● **TEXT BLOCK**:
★ ★ ★ ★ ★ ★ ★

Regenerative Agriculture

Kiwi Pete

Member
Livestock Farmer
Interesting. Did you outwintering on beet and if so , how wet did it get and how did you go about establishing the ley afterwards? It's something I've thought about doing on some really gravelly land we have, but a bit worried it would end up poached to death.
Hi Dan, this paddock was originally planned to have the beet harvested by the vendor of the property but..... plans didn't work for him, couldn't get the beet lifted due to a penchant for not settling accounts, bought a root bucket and auger bucket, which didn't work out either, and then a health scare meant he had another guy run the farm over winter - the stock would spend a day on the beet and then a day inside eating silage while the other mob had a day on the beet.
Cumbersome and VERY destructive, the soil structure in here when we took over was like Colby. :(
After the beet, it was wholecrop triticale undersown with 6 different clovers and a hybrid ryegrass (the peas were all eaten by pigeons, was meant to be a pea/triticale wholecrop) - unfortunately the end result was quite an open pasture with bare patches, which has allowed quite a few thistles to grow.
The clovers, especially the reds and the arrowleaf have really turned it around, as far as structure goes, 18 months ago you couldn't get a spade in to full depth and now it is softer through the profile.
Deep compaction is still there, but continued mob-stocking will help I'm sure.
Biodiversity is crucial - it's no accident that weedy beet crops don't harm the soil the way clean crops do, and this is true in the successive crops I think.
Personally I would grow something like daikon radish after the beet just to do the hard yards, with relieving the worst of the compaction, although gravelly substrates usually handle beet outwintering well.
The main thing is to do all you can to encourage the soil biology, use backfencing and even throw seed on behind the back fence - growing weeds is preferable to growing nowt.

That's my thoughts on it, anyway, most of the destruction of outwintering cattle isn't the poaching necessarily, but the 3 months of sitting there afterwards with nothing growing and in an anaerobic state :(

After seeing how my pea experiment worked, I'd be keen to sprinkle cereals or something on in front of the cattle and let them punch it in if the seed was cheap enough :)
All totally unendorsed by the experts of course!! :LOL:

We would struggle to get a good of rainfall in a month of winter here, but cows still make a mess if you let them.
An extra fence behind them is so beneficial, in wet conditions the less time you have them ploughing the better.
Better to just wreck a strip of paddock than three quarters of it.

★ ★ ★ ★ ★ ★ ★

Spatial localization data
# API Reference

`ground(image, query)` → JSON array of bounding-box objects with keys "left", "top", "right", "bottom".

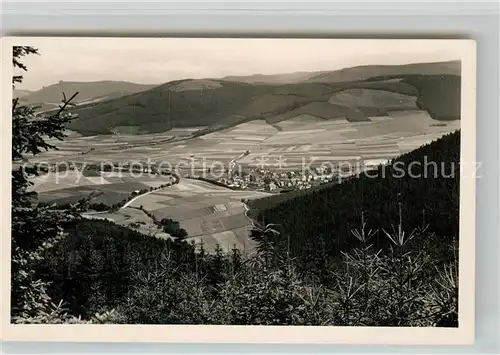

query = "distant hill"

[
  {"left": 247, "top": 131, "right": 460, "bottom": 268},
  {"left": 222, "top": 60, "right": 461, "bottom": 84},
  {"left": 308, "top": 60, "right": 461, "bottom": 83},
  {"left": 65, "top": 62, "right": 461, "bottom": 135},
  {"left": 21, "top": 81, "right": 155, "bottom": 110},
  {"left": 12, "top": 89, "right": 32, "bottom": 98}
]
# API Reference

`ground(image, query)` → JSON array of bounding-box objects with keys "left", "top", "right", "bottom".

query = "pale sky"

[{"left": 16, "top": 37, "right": 464, "bottom": 90}]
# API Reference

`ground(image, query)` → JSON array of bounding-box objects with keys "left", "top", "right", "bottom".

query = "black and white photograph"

[{"left": 2, "top": 37, "right": 480, "bottom": 344}]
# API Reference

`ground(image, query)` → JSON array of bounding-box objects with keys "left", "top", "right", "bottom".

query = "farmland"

[
  {"left": 31, "top": 170, "right": 176, "bottom": 206},
  {"left": 85, "top": 179, "right": 269, "bottom": 253}
]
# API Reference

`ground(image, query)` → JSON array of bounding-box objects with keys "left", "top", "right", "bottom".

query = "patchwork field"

[{"left": 126, "top": 179, "right": 269, "bottom": 253}]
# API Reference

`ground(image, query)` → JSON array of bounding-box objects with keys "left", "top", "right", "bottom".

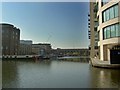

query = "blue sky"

[{"left": 2, "top": 2, "right": 89, "bottom": 48}]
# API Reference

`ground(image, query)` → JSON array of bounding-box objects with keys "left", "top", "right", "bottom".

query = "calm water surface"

[{"left": 2, "top": 60, "right": 120, "bottom": 88}]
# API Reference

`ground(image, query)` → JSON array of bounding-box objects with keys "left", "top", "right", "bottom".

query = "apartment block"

[
  {"left": 0, "top": 23, "right": 20, "bottom": 55},
  {"left": 90, "top": 0, "right": 120, "bottom": 64}
]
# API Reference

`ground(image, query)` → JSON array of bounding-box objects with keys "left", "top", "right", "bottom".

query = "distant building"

[
  {"left": 90, "top": 0, "right": 120, "bottom": 64},
  {"left": 32, "top": 43, "right": 51, "bottom": 55},
  {"left": 19, "top": 40, "right": 32, "bottom": 55},
  {"left": 0, "top": 23, "right": 20, "bottom": 55}
]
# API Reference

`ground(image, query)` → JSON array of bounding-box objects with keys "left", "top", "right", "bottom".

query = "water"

[{"left": 2, "top": 60, "right": 120, "bottom": 88}]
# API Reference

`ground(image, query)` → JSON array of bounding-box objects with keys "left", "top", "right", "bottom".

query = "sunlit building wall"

[{"left": 0, "top": 23, "right": 20, "bottom": 55}]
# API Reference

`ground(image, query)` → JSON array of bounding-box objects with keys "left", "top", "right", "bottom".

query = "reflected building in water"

[
  {"left": 0, "top": 23, "right": 20, "bottom": 55},
  {"left": 90, "top": 67, "right": 120, "bottom": 88}
]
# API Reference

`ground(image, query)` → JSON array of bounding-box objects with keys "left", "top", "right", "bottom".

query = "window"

[
  {"left": 106, "top": 27, "right": 110, "bottom": 38},
  {"left": 106, "top": 9, "right": 110, "bottom": 21},
  {"left": 115, "top": 24, "right": 119, "bottom": 36},
  {"left": 110, "top": 7, "right": 114, "bottom": 18},
  {"left": 114, "top": 5, "right": 118, "bottom": 17},
  {"left": 111, "top": 25, "right": 115, "bottom": 37},
  {"left": 103, "top": 24, "right": 120, "bottom": 39},
  {"left": 102, "top": 4, "right": 118, "bottom": 22},
  {"left": 103, "top": 28, "right": 107, "bottom": 39}
]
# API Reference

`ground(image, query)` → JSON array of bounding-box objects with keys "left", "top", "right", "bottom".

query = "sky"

[{"left": 2, "top": 2, "right": 89, "bottom": 48}]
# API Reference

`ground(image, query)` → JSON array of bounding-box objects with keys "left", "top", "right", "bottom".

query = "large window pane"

[
  {"left": 118, "top": 24, "right": 120, "bottom": 36},
  {"left": 106, "top": 27, "right": 110, "bottom": 38},
  {"left": 114, "top": 5, "right": 118, "bottom": 17},
  {"left": 103, "top": 12, "right": 106, "bottom": 22},
  {"left": 115, "top": 24, "right": 119, "bottom": 36},
  {"left": 110, "top": 7, "right": 114, "bottom": 19},
  {"left": 106, "top": 9, "right": 110, "bottom": 20},
  {"left": 111, "top": 25, "right": 115, "bottom": 37},
  {"left": 103, "top": 28, "right": 107, "bottom": 39}
]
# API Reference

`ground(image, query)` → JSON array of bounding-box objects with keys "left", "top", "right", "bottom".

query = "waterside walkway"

[{"left": 91, "top": 58, "right": 120, "bottom": 68}]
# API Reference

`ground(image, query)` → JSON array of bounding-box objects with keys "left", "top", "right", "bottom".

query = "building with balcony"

[
  {"left": 0, "top": 23, "right": 20, "bottom": 55},
  {"left": 19, "top": 40, "right": 32, "bottom": 55},
  {"left": 90, "top": 0, "right": 120, "bottom": 64},
  {"left": 88, "top": 2, "right": 99, "bottom": 58},
  {"left": 32, "top": 43, "right": 52, "bottom": 55}
]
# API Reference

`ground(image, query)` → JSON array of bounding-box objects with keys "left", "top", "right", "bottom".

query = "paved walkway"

[{"left": 91, "top": 58, "right": 120, "bottom": 68}]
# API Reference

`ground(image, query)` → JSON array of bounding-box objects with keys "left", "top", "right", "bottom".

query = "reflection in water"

[
  {"left": 2, "top": 61, "right": 18, "bottom": 87},
  {"left": 2, "top": 60, "right": 120, "bottom": 88},
  {"left": 90, "top": 67, "right": 120, "bottom": 88}
]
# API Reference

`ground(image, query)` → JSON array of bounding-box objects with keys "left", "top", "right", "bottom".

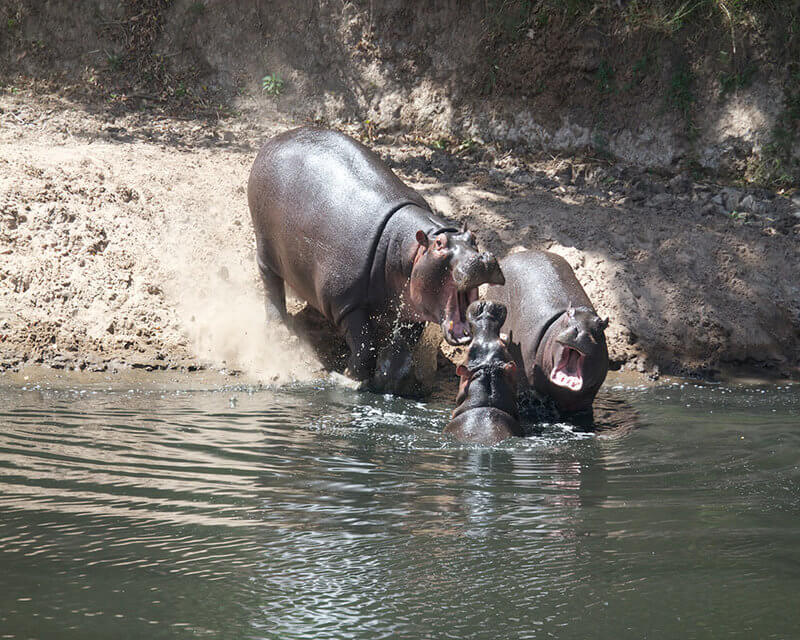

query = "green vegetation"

[{"left": 261, "top": 73, "right": 283, "bottom": 97}]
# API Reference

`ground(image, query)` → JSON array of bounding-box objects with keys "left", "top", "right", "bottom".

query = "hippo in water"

[
  {"left": 247, "top": 127, "right": 504, "bottom": 393},
  {"left": 486, "top": 251, "right": 608, "bottom": 414},
  {"left": 444, "top": 300, "right": 522, "bottom": 444}
]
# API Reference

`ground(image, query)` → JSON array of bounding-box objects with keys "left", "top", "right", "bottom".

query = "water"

[{"left": 0, "top": 378, "right": 800, "bottom": 640}]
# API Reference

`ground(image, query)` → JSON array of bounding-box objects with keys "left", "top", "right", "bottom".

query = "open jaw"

[
  {"left": 442, "top": 287, "right": 478, "bottom": 345},
  {"left": 550, "top": 344, "right": 586, "bottom": 391}
]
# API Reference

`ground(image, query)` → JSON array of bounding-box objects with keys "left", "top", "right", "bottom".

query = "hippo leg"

[
  {"left": 258, "top": 259, "right": 286, "bottom": 322},
  {"left": 371, "top": 322, "right": 425, "bottom": 396},
  {"left": 339, "top": 309, "right": 376, "bottom": 380}
]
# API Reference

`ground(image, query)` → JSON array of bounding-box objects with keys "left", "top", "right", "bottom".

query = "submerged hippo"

[
  {"left": 247, "top": 127, "right": 504, "bottom": 392},
  {"left": 444, "top": 300, "right": 522, "bottom": 444},
  {"left": 486, "top": 251, "right": 608, "bottom": 414}
]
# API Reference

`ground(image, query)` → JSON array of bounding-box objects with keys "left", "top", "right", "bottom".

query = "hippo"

[
  {"left": 247, "top": 127, "right": 504, "bottom": 395},
  {"left": 486, "top": 250, "right": 608, "bottom": 416},
  {"left": 444, "top": 300, "right": 522, "bottom": 444}
]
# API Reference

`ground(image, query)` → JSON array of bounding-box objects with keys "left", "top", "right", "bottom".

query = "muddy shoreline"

[{"left": 0, "top": 91, "right": 800, "bottom": 383}]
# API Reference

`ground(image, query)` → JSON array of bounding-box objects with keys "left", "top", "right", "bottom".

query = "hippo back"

[
  {"left": 443, "top": 407, "right": 523, "bottom": 445},
  {"left": 486, "top": 250, "right": 594, "bottom": 380},
  {"left": 248, "top": 127, "right": 430, "bottom": 322}
]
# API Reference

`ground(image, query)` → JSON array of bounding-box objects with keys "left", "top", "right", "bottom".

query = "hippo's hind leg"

[
  {"left": 339, "top": 308, "right": 377, "bottom": 380},
  {"left": 257, "top": 250, "right": 286, "bottom": 322},
  {"left": 370, "top": 322, "right": 425, "bottom": 397}
]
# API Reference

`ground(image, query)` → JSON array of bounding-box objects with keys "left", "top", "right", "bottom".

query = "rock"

[
  {"left": 737, "top": 195, "right": 761, "bottom": 213},
  {"left": 722, "top": 187, "right": 742, "bottom": 211},
  {"left": 645, "top": 193, "right": 672, "bottom": 208},
  {"left": 700, "top": 202, "right": 717, "bottom": 216},
  {"left": 669, "top": 173, "right": 692, "bottom": 193}
]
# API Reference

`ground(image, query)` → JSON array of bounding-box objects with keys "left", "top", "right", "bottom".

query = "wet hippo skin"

[
  {"left": 248, "top": 127, "right": 503, "bottom": 394},
  {"left": 444, "top": 300, "right": 522, "bottom": 445},
  {"left": 486, "top": 250, "right": 608, "bottom": 414}
]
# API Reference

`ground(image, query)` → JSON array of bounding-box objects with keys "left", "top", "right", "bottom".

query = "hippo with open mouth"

[
  {"left": 486, "top": 251, "right": 608, "bottom": 414},
  {"left": 247, "top": 127, "right": 504, "bottom": 393},
  {"left": 444, "top": 300, "right": 522, "bottom": 444}
]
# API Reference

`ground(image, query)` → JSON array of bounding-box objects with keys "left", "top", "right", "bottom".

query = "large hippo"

[
  {"left": 247, "top": 127, "right": 504, "bottom": 392},
  {"left": 486, "top": 251, "right": 608, "bottom": 414},
  {"left": 444, "top": 300, "right": 522, "bottom": 444}
]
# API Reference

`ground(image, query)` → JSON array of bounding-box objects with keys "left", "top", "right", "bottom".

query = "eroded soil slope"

[{"left": 0, "top": 92, "right": 800, "bottom": 380}]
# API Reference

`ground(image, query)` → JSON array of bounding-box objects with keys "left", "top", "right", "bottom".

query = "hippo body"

[
  {"left": 248, "top": 127, "right": 502, "bottom": 391},
  {"left": 486, "top": 250, "right": 608, "bottom": 414},
  {"left": 444, "top": 301, "right": 522, "bottom": 444}
]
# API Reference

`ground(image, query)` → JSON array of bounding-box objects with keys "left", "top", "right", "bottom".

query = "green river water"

[{"left": 0, "top": 372, "right": 800, "bottom": 640}]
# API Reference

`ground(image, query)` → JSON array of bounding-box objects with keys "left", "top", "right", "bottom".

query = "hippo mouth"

[
  {"left": 550, "top": 345, "right": 586, "bottom": 391},
  {"left": 442, "top": 288, "right": 478, "bottom": 345}
]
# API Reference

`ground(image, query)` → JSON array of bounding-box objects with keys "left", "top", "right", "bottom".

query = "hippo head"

[
  {"left": 453, "top": 300, "right": 517, "bottom": 416},
  {"left": 409, "top": 227, "right": 505, "bottom": 345},
  {"left": 550, "top": 307, "right": 608, "bottom": 391}
]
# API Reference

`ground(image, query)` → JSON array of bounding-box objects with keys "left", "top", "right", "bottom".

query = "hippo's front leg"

[
  {"left": 339, "top": 309, "right": 377, "bottom": 381},
  {"left": 370, "top": 322, "right": 425, "bottom": 397}
]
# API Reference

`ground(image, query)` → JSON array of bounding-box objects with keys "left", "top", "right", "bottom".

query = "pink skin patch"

[
  {"left": 441, "top": 283, "right": 478, "bottom": 344},
  {"left": 550, "top": 345, "right": 586, "bottom": 391}
]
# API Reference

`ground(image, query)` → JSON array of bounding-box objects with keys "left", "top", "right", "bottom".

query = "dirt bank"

[{"left": 0, "top": 92, "right": 800, "bottom": 380}]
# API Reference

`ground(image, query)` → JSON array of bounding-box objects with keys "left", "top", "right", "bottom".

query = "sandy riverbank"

[{"left": 0, "top": 92, "right": 800, "bottom": 382}]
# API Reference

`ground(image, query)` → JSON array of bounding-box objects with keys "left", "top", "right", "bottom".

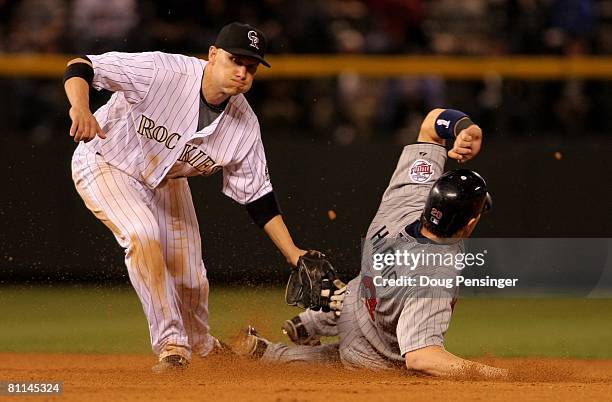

★ ★ ★ ★ ★ ★ ★

● **WORK INSTRUCTION**:
Reproduce verbatim the passage of the forum post on outwintering cattle on beet that begins with the words containing "We would struggle" and ends with "ploughing the better.".

● **TASK ANSWER**:
We would struggle to get a good of rainfall in a month of winter here, but cows still make a mess if you let them.
An extra fence behind them is so beneficial, in wet conditions the less time you have them ploughing the better.